● Fragmento proporcionado
----

Cuántas veces lo pusieron a Jesús distintos adversarios e incrédulos frente a esta situación: ¿de dónde salen estos milagros?, ¿cómo puede ser que perdone? Y Jesús acompañaba la curación con el perdón de los pecados, y al revés también, el perdón de los pecados con la curación, como expresión de su intervención, de su señorío, de su poder. Él había recibido del Padre poder para ambas cosas: para curar y para perdonar. Por ser Dios, Jesús tenía poder para hacerlo, y lo hacía: curaba al hombre entero, en cuerpo y alma. Jesús es el médico que nosotros necesitamos, de su presencia sanadora que nos cura, que nos sana, que nos libera en las dos dimensiones: física, biológica, material, y también la dimensión espiritual, profunda, por la que somos imagen y semejanza de Dios. Jesús viene a sanar estas dos dimensiones.

Frente a tantas experiencias que conocemos relativas a que desde la fe podemos polarizarnos. Entonces buscamos la curación porque la enfermedad me desespera, no la tolero, porque quiero desesperadamente un milagro, quiero que Jesús toque el cuerpo y lo sane, sin conocerlo ni vincularme con Él, o sin descubrir cómo ubicarme frente a la enfermedad. Como queriendo que Jesús sólo cure el cuerpo y punto. Ése es como un polo, una posibilidad, como si la fe fuese solo para la situación de dolor y enfermedad.

En la otra posibilidad de entender la fe está el creer que Jesús no tiene nada que ver con lo físico, con lo corporal, porque está tan lejos, tan en el cielo, que solo tiene que ver con las cosas espirituales. Es el curador del alma, y punto; Él no mira el cuerpo y no lo atiende. Muchas veces se puede tener la experiencia -personal o de otros- de ubicarse en un lado o en otro. Pero la actividad de Jesús nos muestra todo lo contrario: Él siempre atendió, miró y curó al hombre entero, alma y cuerpo, asumió todas las dimensiones de la persona humana. Y, a pesar de la multitud que lo seguía, hacía un vínculo personal con la persona enferma, sanándola y perdonándole los pecados, devolviéndole la dignidad de hijo de Dios.

El Señor está presente en todas las situaciones de falta de dignidad, falta de salud, falta de paz. Hasta el punto de que Él llega a identificarse con el sufriente, con el enfermo. Dice el Catecismo:

 “Su compasión hacia todos los que sufren llega hasta identificarse con ellos: "Estuve enfermo y me visitasteis" (Mt 25,36).”

----

● Registros proporcionados
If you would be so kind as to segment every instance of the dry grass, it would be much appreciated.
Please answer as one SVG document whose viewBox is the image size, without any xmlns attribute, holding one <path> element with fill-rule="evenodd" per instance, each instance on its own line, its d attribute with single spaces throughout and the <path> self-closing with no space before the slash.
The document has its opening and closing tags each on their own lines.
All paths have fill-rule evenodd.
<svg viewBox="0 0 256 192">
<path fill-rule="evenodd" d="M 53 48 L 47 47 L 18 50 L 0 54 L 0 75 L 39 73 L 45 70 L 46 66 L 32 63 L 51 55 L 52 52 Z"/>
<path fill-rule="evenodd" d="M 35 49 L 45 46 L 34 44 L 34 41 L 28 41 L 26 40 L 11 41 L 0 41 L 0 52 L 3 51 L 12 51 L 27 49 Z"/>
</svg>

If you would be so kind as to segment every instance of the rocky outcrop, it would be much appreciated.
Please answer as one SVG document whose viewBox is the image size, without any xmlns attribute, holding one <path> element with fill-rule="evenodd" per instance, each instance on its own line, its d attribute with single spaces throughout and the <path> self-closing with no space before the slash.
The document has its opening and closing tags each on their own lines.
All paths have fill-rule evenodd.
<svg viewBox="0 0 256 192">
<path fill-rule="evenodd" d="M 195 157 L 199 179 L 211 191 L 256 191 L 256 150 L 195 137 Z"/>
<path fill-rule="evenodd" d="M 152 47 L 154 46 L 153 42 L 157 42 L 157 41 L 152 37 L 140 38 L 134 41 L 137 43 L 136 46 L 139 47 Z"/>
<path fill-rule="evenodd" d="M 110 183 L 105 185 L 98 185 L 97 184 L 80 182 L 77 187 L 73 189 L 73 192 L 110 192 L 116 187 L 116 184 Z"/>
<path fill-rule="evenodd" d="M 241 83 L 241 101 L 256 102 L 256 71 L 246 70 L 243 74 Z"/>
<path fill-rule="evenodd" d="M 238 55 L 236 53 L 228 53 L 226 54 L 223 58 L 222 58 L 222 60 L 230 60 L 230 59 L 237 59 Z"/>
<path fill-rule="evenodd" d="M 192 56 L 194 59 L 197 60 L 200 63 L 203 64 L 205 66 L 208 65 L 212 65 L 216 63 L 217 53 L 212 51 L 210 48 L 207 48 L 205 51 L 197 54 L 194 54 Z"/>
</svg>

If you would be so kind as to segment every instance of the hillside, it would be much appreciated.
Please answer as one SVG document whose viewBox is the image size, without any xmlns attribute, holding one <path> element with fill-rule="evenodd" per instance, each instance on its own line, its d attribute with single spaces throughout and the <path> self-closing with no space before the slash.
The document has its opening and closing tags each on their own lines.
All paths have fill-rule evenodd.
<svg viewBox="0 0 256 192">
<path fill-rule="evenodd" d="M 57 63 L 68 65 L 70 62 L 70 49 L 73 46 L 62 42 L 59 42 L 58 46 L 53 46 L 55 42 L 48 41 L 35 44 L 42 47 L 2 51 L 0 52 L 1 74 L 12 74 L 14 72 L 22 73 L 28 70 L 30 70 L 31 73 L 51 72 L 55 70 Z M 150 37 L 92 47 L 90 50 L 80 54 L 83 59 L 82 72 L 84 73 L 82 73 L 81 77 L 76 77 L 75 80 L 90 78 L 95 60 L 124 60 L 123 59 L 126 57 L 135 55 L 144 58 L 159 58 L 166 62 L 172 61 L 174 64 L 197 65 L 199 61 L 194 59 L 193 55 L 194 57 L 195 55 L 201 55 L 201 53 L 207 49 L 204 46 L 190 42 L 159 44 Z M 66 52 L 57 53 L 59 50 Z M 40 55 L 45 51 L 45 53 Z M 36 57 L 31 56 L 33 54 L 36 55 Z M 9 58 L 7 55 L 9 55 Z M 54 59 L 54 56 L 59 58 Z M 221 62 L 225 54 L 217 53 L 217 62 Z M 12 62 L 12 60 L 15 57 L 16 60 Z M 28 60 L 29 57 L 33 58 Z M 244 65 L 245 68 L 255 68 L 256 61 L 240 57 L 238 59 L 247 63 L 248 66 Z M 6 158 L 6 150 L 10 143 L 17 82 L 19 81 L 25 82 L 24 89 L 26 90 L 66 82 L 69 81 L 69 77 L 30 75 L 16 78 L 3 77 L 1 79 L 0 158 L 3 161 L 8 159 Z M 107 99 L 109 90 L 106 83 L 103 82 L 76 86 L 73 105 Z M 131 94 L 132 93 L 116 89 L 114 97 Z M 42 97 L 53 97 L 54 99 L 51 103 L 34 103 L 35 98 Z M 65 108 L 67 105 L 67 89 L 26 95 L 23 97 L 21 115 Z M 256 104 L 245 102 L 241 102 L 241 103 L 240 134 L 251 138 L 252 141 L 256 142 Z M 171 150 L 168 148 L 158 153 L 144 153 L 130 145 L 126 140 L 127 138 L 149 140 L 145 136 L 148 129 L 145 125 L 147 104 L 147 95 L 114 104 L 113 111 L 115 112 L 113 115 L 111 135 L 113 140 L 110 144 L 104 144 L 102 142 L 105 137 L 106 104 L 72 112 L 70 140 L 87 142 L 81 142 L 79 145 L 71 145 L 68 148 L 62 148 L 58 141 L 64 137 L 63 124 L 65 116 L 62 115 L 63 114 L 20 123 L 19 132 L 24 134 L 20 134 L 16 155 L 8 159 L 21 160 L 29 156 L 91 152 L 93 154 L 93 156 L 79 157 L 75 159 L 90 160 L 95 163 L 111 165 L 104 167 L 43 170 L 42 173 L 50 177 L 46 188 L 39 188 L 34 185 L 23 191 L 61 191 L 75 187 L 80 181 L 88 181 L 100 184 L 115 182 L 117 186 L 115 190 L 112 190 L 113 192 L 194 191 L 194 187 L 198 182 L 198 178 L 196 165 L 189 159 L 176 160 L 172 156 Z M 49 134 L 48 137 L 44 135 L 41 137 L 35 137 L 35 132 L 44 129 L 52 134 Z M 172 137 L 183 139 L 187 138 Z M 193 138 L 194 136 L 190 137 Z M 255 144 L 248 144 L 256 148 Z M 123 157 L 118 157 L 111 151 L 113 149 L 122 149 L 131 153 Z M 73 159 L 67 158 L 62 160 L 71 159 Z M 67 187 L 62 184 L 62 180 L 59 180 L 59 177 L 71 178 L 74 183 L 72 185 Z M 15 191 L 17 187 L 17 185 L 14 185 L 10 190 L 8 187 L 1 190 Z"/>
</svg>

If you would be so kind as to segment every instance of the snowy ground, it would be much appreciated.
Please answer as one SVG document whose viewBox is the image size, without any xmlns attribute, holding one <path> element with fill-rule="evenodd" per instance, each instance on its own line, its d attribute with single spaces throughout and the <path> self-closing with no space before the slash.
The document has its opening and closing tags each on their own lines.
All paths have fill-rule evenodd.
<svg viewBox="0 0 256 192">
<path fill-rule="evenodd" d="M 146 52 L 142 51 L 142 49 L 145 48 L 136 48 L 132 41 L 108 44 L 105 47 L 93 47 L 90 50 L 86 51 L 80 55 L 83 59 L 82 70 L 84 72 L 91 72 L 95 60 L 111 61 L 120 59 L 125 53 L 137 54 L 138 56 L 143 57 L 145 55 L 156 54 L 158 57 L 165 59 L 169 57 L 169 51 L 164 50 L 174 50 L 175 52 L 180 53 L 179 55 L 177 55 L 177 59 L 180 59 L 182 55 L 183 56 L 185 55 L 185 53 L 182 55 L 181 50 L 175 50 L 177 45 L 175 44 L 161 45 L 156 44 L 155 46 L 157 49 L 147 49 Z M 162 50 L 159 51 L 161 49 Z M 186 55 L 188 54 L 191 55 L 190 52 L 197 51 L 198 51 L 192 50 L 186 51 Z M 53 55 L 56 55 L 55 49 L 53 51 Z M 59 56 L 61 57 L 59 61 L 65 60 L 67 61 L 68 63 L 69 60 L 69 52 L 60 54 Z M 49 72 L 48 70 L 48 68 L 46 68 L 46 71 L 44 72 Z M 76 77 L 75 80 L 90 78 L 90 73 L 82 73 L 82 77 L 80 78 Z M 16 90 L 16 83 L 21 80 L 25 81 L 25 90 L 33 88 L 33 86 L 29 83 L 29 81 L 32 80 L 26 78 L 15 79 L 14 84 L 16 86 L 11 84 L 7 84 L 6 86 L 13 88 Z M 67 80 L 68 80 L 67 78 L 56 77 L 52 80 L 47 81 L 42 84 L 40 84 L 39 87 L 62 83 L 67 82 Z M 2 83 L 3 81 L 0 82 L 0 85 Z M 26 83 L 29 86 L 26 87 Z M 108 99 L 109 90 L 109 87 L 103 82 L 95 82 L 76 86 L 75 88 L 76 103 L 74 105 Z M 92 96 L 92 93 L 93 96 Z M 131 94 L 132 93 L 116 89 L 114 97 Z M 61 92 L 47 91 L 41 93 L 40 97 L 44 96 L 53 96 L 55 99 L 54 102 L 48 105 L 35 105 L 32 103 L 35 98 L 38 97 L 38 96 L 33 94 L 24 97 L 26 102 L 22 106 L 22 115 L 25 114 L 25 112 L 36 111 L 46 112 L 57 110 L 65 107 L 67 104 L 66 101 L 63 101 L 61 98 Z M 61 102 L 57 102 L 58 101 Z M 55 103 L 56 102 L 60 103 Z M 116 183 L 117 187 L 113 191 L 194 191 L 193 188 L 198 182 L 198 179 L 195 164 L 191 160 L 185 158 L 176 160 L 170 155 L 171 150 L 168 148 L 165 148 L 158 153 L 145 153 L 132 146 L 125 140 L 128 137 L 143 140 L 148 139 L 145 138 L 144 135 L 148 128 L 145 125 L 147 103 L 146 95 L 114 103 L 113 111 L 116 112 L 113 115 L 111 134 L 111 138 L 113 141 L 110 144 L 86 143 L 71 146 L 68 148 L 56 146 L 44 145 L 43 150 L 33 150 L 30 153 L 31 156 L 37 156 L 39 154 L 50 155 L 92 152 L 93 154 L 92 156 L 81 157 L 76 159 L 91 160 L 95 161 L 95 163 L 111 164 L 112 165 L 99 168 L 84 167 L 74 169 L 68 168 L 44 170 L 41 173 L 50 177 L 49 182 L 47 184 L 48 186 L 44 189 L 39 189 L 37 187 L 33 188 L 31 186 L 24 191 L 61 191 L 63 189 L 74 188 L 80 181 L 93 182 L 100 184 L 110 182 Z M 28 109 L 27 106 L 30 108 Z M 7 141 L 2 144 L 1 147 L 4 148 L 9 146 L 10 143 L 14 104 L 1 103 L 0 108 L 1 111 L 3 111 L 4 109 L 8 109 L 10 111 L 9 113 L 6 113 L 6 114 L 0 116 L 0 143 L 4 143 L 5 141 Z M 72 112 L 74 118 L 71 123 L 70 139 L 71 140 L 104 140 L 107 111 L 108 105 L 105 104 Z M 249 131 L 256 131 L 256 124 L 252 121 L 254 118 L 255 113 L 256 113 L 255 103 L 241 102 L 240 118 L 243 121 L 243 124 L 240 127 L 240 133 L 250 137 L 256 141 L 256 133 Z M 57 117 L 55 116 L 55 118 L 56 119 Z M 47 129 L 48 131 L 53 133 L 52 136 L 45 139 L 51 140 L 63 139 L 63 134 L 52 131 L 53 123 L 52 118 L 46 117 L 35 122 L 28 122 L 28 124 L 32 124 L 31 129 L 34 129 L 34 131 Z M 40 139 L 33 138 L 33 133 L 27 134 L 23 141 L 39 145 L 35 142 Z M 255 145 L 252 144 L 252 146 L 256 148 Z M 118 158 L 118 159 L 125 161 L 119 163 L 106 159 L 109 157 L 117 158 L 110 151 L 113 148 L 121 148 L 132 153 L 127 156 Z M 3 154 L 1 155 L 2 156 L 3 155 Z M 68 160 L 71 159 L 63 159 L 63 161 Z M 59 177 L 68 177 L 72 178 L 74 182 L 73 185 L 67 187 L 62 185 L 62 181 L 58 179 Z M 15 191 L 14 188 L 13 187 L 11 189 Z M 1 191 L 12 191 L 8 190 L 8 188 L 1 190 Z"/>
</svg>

----

● Completa lo siguiente
[1] Responde estas preguntas sobre el texto acerca de Jesús, la curación y el perdón:
(a) ¿Para qué dos cosas recibió Jesús poder del Padre?
(b) En el primer polo descrito, ¿para qué situación sería solamente la fe?
(c) ¿Qué frase de Mateo cita el Catecismo al hablar de la compasión hacia los que sufren?
[2] ¿Puedes prolongar el texto sobre Jesús, la curación y el perdón a partir de la cita del Catecismo con la que termina?

● Resultados
[1]
(a) Para curar y para perdonar.
(b) Solo para la situación de dolor y enfermedad.
(c) "Estuve enfermo y me visitasteis" (Mt 25,36).

[2]
“1505 Conmovido por tantos sufrimientos, Cristo no sólo se deja tocar por los enfermos, sino que hace suyas sus miserias: "El tomó nuestras flaquezas y cargó con nuestras enfermedades" (Mt 8,17; cf Is 53,4). No curó a todos los enfermos. Sus curaciones eran signos de la venida del Reino de Dios. Anunciaban una curación más radical: la victoria sobre el pecado y la muerte por su Pascua. En la Cruz, Cristo tomó sobre sí todo el peso del mal (cf Is 53,4-6) y quitó el "pecado del mundo" (Jn 1,29), del que la enfermedad no es sino una consecuencia. Por su pasión y su muerte en la Cruz, Cristo dio un sentido nuevo al sufrimiento: desde entonces éste nos configura con Él y nos une a su pasión redentora.”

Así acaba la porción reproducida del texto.